Problems to solve =>
[A] In the milk packaging article, up to how many days of shelf life can ESL milk products offer?
[B] Write out the part of the milk packaging article that opens with the words "Previously, supplies were" and closes with "with improved availability.", swapping "customer dissatisfaction" for "consumer frustration".

Midland’s Co-op Dairies is casting off milk’s boring image with 189ml Tetra Brik cartons featuring cows in three cool guises.

Meanwhile, Elopak is helping Associated Co-operative Creameries to engage the 4-7 year old market with Mr Men and Little Miss characters and Beano and Bash Street Kids for the 7-10 age group. The 189ml Pure-Pak cartons feature two designs thanks to Elopak’s two-sided flexographic printing cylinder with alternative plates.

The most significant development in the milk sector has to be the advance of Extended Shelf Life (ESL) technology.

Developed over the last two decades, it is only in recent times that milk products are beginning to emerge offering the benefits of a purer taste and up to 40 days shelf life.

Based on a steam infusion system originally developed by APV in Denmark, ESL works by increasing or decreasing heat depending on the spore forma count. It is said to be a far gentler and accurate treatment than pasteurisation and UHT, able to raise high temperatures for a fraction of a second followed by a steep drop.

The delicate science of ESL technology is enabling Arla Foods to launch the first fresh flavoured milk products into the Danish market. With only UHT products previously available, the development is expected to fuel consumer trends away from carbonated and soft drinks, said to have seen a steady decline in recent years.

Elopak supplied its Pur-Lac ESL system with the three flavours packed into 320ml PE bottles from Schouw Packing.

Designed to reflect the traditional milk bottle shape, the opaque plastics also serves to protect milk from UV light which can deplete its nutritional benefits.

Along with claimed taste improvements, there are dramatic supply-chain changes that can be made. Leading UK goat’s milk supplier Delamere Dairies has been able to meet burgeoning customer demand by changing to a Tetra Pak ESL filler and long-life Tetra Rex gable top cartons.

Previously, supplies were quickly running out, leading to customer dissatisfaction. With its new longer shelf life of up to 21 days, Delamere was able to increase its presence in the market with improved availability.

Says Delamere managing director Liz Sutton: “Consumers can buy milk with sufficient life to permit once-a-week purchase without the need to freeze the milk. At the same time their confidence in product availability can grow.”

Purity and longer life have become an integral part of branding for Arla Foods’ Cravendale PurFiltre milk. Sold under the slogan ‘milk so good the cow’s come home’, PurFiltre is not ESL in the sense discussed above stresses communications director Peter Edwards.

Stored data =>
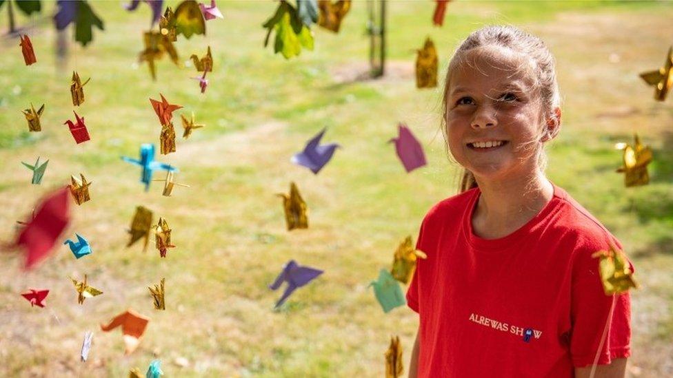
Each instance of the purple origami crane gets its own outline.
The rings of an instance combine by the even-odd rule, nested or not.
[[[291,161],[294,164],[303,165],[314,174],[318,174],[318,172],[332,158],[336,147],[341,147],[336,143],[320,145],[320,140],[323,138],[325,130],[325,129],[323,129],[321,132],[309,140],[306,147],[304,147],[304,150],[295,154]]]
[[[143,1],[152,8],[152,23],[150,24],[151,26],[158,22],[161,17],[161,6],[163,5],[163,0]],[[124,9],[129,11],[135,10],[139,3],[140,0],[132,0],[129,4],[124,6]]]
[[[205,19],[205,21],[212,20],[217,17],[221,19],[224,18],[220,10],[217,9],[217,6],[215,5],[215,0],[210,0],[210,6],[206,6],[203,3],[199,3],[199,8],[201,8],[201,12],[203,14],[203,18]]]
[[[323,274],[323,271],[314,269],[308,266],[302,266],[297,263],[294,260],[288,262],[283,267],[283,271],[278,275],[273,284],[269,285],[269,288],[276,290],[281,287],[283,282],[287,281],[288,287],[285,289],[283,296],[276,303],[275,308],[280,307],[285,301],[290,297],[293,291],[297,290],[315,279],[319,275]]]
[[[397,138],[393,138],[388,143],[395,143],[397,156],[402,160],[402,165],[404,165],[404,169],[407,170],[407,173],[428,164],[421,143],[414,136],[414,134],[411,134],[409,127],[401,123],[398,125],[398,127],[399,136]]]

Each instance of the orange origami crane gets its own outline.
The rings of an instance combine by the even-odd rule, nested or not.
[[[37,63],[37,58],[35,57],[35,51],[32,49],[32,42],[28,35],[22,34],[20,36],[21,41],[19,45],[21,47],[21,54],[23,54],[23,61],[26,65],[30,65],[34,63]]]
[[[72,105],[74,106],[79,106],[84,103],[84,85],[91,80],[91,78],[86,79],[86,81],[82,84],[81,81],[79,79],[79,75],[77,72],[72,72],[72,83],[70,84],[70,95],[72,96]]]
[[[138,348],[140,339],[145,333],[150,318],[143,316],[129,308],[123,313],[114,317],[108,324],[101,324],[101,330],[108,332],[121,326],[121,333],[123,334],[124,345],[126,348],[125,355],[130,355]]]
[[[152,107],[154,109],[154,112],[157,113],[157,116],[159,117],[159,121],[161,125],[165,126],[170,123],[170,120],[173,119],[173,111],[177,110],[182,107],[179,105],[168,103],[166,98],[163,94],[161,93],[159,94],[161,96],[161,101],[157,101],[154,98],[150,98],[150,103],[152,104]]]
[[[72,193],[74,202],[77,204],[82,204],[91,199],[89,197],[89,185],[91,182],[87,182],[86,178],[84,178],[84,175],[82,174],[79,174],[79,176],[82,178],[81,181],[77,180],[75,176],[71,176],[71,184],[68,187],[70,188],[70,193]]]

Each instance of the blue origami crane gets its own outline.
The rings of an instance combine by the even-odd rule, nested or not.
[[[306,147],[304,147],[304,150],[295,154],[291,161],[294,164],[303,165],[314,174],[318,174],[318,172],[332,158],[336,147],[341,147],[336,143],[320,145],[320,140],[323,138],[325,130],[325,129],[323,129],[321,132],[309,140]]]
[[[288,297],[290,297],[293,291],[308,284],[323,273],[323,271],[319,269],[301,266],[294,260],[288,262],[283,267],[283,271],[278,275],[274,283],[269,285],[269,288],[276,290],[281,287],[283,282],[288,282],[288,287],[285,288],[283,296],[276,303],[275,308],[278,308],[285,303]]]
[[[68,244],[70,247],[70,251],[74,255],[74,257],[78,260],[82,256],[86,256],[91,253],[91,246],[89,245],[89,242],[86,240],[83,236],[79,233],[74,234],[77,237],[77,241],[73,242],[72,240],[68,239],[63,242],[63,244]]]
[[[154,161],[154,145],[144,143],[140,146],[140,159],[132,159],[122,156],[122,160],[131,164],[139,165],[142,169],[140,181],[145,183],[145,191],[150,189],[150,182],[152,182],[152,174],[156,170],[177,171],[178,169],[164,162]]]

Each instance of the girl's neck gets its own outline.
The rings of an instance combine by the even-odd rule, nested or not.
[[[484,239],[503,238],[516,231],[554,196],[553,185],[537,170],[529,176],[476,181],[481,195],[472,215],[472,229]]]

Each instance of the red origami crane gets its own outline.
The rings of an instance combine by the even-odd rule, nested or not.
[[[89,132],[86,129],[86,125],[84,125],[84,117],[80,118],[74,110],[72,112],[74,113],[77,123],[73,123],[72,120],[68,120],[63,125],[68,125],[70,128],[70,134],[72,134],[74,141],[79,145],[82,142],[89,140],[90,138],[89,138]]]
[[[68,187],[49,195],[38,207],[14,242],[26,250],[25,268],[30,269],[52,252],[57,240],[70,221]]]
[[[39,307],[44,307],[44,304],[42,302],[47,297],[47,294],[49,294],[49,291],[35,290],[34,288],[29,288],[28,290],[30,291],[21,293],[21,296],[30,301],[30,306],[38,306]]]
[[[23,54],[23,61],[26,62],[26,65],[30,65],[34,63],[37,63],[37,59],[35,58],[35,51],[32,50],[32,42],[30,41],[30,39],[26,34],[22,34],[19,36],[21,37],[21,41],[19,43],[19,45],[21,47],[21,54]]]
[[[450,0],[436,0],[437,6],[434,8],[432,15],[432,23],[441,26],[444,23],[444,13],[446,12],[446,3]]]
[[[169,104],[163,94],[160,93],[159,95],[161,96],[161,102],[150,98],[150,103],[152,103],[152,107],[154,108],[157,116],[159,117],[159,121],[161,123],[162,125],[167,126],[170,123],[170,120],[173,119],[173,111],[182,107],[178,105]]]

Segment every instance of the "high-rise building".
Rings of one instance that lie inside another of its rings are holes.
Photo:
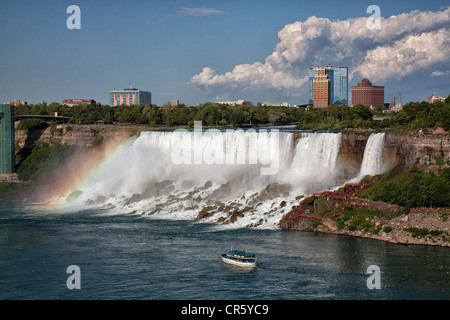
[[[109,92],[109,103],[114,107],[120,105],[134,106],[137,104],[151,105],[152,93],[134,88],[114,90]]]
[[[441,101],[441,102],[445,102],[445,97],[437,97],[434,94],[432,94],[430,97],[428,97],[428,103],[433,103],[435,101]]]
[[[347,104],[348,103],[348,68],[333,67],[331,65],[325,68],[309,69],[309,104],[314,105],[314,78],[319,70],[325,69],[325,74],[330,81],[329,86],[329,104]]]
[[[313,80],[313,106],[326,108],[330,105],[330,79],[325,68],[318,68]]]
[[[14,106],[0,104],[0,174],[14,173],[14,138]]]
[[[384,106],[384,86],[373,86],[368,79],[362,79],[356,86],[352,86],[352,105],[357,104]]]

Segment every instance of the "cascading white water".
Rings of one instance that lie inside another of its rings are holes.
[[[235,227],[276,227],[299,195],[338,186],[341,133],[142,132],[75,204]],[[234,217],[234,218],[233,218]]]
[[[384,171],[384,139],[385,133],[372,133],[367,140],[364,149],[364,157],[359,172],[359,177],[374,176]]]

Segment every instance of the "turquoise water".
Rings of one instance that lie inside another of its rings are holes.
[[[222,263],[233,246],[259,266]],[[67,267],[80,268],[68,289]],[[368,289],[367,268],[381,289]],[[0,299],[449,299],[450,250],[0,204]]]

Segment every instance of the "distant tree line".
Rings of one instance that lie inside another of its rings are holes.
[[[38,114],[71,117],[74,124],[136,124],[150,126],[187,126],[202,121],[204,126],[255,126],[295,124],[304,130],[343,130],[351,128],[409,131],[442,126],[450,130],[450,95],[445,102],[410,102],[397,113],[383,113],[384,107],[330,105],[327,108],[229,106],[204,103],[196,107],[184,104],[118,106],[82,104],[69,107],[59,103],[20,105],[18,115]],[[387,116],[374,120],[374,115]],[[30,120],[27,120],[30,121]]]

Solutions in order =>
[A] Up to 40 days.

[B]
Previously, supplies were quickly running out, leading to consumer frustration. With its new longer shelf life of up to 21 days, Delamere was able to increase its presence in the market with improved availability.